_WHAT YOU ARE ASKED TO DO_
Lines from the one containing "the white dress" through the last one in the data below: write them out word for word, and only them.

Region pointing data:
== Segment start ==
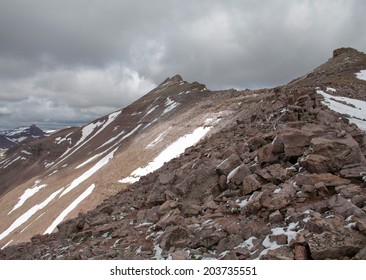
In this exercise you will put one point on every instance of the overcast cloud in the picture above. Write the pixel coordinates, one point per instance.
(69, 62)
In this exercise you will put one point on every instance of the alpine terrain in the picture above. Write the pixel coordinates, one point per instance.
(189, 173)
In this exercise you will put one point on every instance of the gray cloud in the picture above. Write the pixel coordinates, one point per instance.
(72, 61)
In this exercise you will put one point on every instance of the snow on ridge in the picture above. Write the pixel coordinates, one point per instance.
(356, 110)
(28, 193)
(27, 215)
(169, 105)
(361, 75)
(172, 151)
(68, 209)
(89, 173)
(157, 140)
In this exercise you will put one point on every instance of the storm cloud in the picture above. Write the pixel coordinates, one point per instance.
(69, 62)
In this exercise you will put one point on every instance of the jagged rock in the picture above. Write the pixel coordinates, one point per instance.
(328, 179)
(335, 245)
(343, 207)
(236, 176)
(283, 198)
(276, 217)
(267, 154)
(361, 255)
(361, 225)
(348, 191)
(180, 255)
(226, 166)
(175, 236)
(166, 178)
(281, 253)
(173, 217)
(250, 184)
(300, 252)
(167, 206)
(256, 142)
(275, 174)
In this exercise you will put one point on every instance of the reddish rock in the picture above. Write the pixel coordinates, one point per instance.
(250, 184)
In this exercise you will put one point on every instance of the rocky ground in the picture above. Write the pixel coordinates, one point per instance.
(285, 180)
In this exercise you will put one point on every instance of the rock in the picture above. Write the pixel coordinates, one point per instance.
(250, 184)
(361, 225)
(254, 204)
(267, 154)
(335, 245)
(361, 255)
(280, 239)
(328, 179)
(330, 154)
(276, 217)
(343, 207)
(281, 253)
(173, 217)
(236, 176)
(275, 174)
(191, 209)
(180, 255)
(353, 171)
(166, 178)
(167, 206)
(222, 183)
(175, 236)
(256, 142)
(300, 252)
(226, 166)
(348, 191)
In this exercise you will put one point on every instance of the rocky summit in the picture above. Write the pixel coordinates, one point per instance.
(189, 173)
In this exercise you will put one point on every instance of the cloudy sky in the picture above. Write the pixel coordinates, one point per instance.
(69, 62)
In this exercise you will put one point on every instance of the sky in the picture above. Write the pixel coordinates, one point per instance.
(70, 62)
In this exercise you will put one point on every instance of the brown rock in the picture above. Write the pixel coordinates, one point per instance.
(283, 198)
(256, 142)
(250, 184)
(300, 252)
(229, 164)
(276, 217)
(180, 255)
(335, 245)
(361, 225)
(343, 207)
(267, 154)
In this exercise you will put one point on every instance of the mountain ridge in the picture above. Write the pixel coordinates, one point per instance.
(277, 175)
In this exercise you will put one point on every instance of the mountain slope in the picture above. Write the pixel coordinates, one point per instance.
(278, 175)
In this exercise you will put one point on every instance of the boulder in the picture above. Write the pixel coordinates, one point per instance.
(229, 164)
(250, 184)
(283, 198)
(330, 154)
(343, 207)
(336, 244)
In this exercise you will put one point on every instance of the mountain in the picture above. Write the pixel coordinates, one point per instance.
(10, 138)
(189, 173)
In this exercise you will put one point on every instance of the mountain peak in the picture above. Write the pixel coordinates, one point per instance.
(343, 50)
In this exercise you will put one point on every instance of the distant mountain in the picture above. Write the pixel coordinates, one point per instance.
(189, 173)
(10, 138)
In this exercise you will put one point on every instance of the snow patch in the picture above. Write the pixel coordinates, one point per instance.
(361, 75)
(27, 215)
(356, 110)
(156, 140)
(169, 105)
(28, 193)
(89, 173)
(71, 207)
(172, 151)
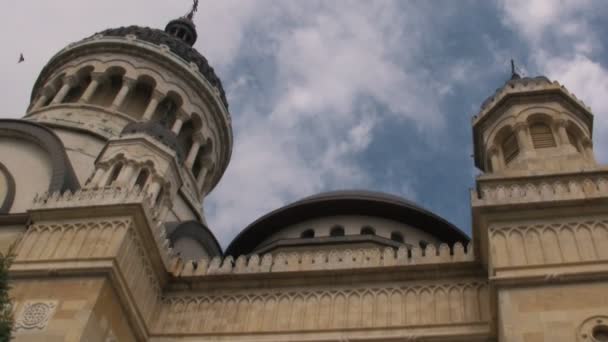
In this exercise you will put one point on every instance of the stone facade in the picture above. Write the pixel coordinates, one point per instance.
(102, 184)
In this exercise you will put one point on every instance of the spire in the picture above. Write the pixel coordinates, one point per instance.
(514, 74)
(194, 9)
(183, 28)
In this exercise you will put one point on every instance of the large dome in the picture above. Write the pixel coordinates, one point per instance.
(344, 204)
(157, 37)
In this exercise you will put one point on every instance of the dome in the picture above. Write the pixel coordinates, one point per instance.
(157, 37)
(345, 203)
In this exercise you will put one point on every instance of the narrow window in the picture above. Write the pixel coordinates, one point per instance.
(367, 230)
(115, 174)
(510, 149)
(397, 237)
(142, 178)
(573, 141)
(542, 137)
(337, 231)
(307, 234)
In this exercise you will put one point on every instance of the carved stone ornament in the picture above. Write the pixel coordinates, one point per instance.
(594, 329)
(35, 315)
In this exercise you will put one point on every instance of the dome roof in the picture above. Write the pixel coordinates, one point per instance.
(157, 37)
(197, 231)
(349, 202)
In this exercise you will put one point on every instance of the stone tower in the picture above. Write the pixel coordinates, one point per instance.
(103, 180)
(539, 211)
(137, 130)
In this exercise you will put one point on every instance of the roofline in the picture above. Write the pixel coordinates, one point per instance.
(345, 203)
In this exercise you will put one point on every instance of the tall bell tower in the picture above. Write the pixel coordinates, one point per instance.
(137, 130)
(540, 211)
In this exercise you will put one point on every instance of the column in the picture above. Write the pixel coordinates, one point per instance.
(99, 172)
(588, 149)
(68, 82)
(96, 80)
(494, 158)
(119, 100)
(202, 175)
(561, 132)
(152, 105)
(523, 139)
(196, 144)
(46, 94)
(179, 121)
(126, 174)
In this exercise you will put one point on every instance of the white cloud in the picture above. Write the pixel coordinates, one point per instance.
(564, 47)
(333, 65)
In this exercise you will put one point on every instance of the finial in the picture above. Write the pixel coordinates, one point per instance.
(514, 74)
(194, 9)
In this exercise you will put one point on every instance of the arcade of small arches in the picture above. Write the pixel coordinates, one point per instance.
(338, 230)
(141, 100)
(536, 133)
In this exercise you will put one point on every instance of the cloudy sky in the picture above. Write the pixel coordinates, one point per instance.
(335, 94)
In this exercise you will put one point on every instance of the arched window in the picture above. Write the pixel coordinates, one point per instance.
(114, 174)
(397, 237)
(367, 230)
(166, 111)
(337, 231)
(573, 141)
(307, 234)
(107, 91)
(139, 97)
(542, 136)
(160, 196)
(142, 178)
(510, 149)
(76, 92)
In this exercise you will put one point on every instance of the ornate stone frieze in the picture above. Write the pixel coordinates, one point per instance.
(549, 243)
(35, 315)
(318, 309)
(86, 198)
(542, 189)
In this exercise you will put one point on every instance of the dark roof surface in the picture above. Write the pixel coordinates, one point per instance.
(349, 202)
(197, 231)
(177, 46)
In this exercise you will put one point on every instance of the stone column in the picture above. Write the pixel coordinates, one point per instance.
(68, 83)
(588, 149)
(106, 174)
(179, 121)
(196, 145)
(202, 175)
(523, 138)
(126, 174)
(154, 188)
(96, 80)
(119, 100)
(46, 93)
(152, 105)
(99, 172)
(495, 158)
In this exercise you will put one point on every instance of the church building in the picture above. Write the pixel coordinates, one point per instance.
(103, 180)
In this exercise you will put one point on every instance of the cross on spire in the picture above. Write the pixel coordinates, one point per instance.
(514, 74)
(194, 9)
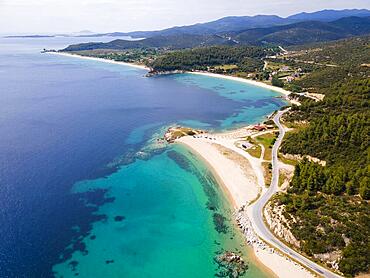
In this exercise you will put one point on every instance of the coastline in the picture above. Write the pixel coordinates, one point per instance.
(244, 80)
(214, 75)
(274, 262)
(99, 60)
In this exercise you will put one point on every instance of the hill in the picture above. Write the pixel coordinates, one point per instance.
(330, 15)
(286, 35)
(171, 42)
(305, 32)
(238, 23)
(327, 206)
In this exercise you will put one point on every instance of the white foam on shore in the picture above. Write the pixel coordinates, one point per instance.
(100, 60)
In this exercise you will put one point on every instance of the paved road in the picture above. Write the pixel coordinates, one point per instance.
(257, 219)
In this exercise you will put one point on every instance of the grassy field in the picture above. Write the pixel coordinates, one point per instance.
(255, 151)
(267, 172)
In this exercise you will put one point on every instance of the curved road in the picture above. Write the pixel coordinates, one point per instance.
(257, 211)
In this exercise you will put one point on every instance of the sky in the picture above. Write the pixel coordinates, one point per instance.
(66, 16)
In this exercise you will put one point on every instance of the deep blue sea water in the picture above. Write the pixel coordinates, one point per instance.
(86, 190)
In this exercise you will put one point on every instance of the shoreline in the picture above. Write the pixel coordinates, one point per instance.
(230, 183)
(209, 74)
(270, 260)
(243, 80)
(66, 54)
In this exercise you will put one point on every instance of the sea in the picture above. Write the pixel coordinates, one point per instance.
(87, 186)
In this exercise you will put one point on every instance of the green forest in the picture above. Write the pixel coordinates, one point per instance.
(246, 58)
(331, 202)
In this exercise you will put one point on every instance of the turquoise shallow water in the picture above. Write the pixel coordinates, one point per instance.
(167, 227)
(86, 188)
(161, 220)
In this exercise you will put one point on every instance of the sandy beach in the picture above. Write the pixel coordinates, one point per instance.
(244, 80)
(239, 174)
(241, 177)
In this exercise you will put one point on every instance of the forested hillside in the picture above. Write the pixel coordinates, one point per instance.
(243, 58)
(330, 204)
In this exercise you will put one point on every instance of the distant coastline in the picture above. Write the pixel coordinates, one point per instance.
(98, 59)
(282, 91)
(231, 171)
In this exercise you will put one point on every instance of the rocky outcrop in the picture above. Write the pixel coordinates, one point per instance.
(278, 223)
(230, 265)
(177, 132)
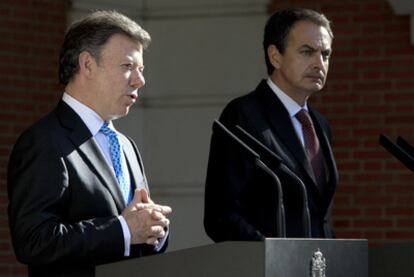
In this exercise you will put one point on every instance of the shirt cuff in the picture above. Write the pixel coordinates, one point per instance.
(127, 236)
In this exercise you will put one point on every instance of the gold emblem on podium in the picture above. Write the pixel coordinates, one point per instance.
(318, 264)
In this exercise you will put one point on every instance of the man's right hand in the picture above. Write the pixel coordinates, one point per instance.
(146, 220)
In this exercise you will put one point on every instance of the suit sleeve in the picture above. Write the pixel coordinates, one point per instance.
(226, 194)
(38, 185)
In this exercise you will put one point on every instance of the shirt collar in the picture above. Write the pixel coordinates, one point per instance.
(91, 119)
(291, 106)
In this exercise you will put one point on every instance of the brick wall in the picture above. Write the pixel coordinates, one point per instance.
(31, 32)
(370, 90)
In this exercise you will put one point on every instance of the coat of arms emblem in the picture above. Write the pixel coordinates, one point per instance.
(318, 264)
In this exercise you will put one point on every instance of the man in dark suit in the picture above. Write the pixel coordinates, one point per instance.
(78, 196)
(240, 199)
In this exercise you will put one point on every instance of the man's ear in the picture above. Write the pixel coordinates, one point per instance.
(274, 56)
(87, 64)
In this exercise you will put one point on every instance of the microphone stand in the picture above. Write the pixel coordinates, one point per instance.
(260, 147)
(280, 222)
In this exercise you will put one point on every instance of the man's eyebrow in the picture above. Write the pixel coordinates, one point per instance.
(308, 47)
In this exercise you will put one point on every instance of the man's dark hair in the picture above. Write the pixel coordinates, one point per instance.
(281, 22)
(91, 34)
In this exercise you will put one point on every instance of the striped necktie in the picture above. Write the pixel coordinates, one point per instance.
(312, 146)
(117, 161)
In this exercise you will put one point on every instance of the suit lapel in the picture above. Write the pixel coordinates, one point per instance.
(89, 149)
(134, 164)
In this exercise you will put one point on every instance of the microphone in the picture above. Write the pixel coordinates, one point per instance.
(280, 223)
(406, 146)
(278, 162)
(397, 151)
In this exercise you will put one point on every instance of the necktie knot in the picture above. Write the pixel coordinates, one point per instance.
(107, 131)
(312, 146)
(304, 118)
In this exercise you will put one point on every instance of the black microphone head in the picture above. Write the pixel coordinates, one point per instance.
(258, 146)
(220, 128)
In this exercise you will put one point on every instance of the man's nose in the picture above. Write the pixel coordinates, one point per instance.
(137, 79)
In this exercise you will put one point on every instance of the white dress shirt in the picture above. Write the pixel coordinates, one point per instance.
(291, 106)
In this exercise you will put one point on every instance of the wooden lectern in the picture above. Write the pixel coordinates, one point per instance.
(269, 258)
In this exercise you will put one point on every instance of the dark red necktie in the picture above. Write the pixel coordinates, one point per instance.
== Segment end ==
_TASK OUTPUT_
In this exercise you will put one point on every instance of the white dress shirt in the picture above. Write the pixel coordinates, one point per instance.
(291, 106)
In this exercise you will put one point on every instance of the wooden lectern in the picture above. Write the pixel coordinates, one point per instance.
(269, 258)
In this exercise you will put one point on every instance of the dark red necktie in the picture above. Write the pixel coordinates, one point per instance.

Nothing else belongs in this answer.